***** Stored data

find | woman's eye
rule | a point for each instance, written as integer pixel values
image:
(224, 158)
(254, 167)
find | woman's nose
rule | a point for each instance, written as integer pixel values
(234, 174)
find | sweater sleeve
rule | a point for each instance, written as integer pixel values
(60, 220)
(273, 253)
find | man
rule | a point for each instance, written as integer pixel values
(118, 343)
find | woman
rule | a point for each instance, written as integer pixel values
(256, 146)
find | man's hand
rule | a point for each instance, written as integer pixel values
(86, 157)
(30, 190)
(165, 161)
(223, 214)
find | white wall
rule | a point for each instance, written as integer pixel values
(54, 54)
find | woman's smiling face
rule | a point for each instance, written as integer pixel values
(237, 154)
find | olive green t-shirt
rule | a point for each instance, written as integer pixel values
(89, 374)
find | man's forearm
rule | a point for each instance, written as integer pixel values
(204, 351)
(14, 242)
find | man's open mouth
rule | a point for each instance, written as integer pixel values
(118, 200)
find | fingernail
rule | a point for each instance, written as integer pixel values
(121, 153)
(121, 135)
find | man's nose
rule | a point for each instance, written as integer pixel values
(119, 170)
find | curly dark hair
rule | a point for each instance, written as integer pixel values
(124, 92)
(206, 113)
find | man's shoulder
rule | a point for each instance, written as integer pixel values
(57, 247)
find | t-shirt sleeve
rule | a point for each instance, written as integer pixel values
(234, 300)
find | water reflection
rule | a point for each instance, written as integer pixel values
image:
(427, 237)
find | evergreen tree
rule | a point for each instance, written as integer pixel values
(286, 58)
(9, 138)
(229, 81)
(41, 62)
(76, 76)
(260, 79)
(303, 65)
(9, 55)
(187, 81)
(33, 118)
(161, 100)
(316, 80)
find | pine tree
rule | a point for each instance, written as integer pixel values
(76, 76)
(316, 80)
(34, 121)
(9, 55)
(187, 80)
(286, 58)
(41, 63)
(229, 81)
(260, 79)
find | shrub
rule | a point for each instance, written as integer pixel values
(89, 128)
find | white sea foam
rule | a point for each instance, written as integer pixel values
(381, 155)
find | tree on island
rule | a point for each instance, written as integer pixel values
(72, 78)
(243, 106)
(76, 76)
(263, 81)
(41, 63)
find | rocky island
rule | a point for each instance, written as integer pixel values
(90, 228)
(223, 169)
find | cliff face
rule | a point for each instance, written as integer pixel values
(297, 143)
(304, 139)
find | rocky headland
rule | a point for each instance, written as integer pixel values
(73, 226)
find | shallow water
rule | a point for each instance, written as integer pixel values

**********

Written request :: From the line holding "find | shrub" down to the final line above, quote every line exactly and only those lines.

Response ::
find | shrub
rule | a point for each instance, written as integer pixel values
(89, 128)
find | white sea foam
rule | a point for each instance, written as integer pixel values
(381, 155)
find | tree on island
rule | a point for each instance, written as integer pixel values
(72, 78)
(243, 106)
(76, 76)
(263, 81)
(41, 63)
find | rocky island
rule | a point for each instance, written as integer pixel values
(90, 228)
(223, 169)
find | cliff face
rule | a point for each instance, written as integer pixel values
(297, 143)
(304, 139)
find | rocky headland
rule | a point for each instance, written as integer pixel values
(73, 226)
find | shallow water
rule | a point for each instance, written as integer pixel values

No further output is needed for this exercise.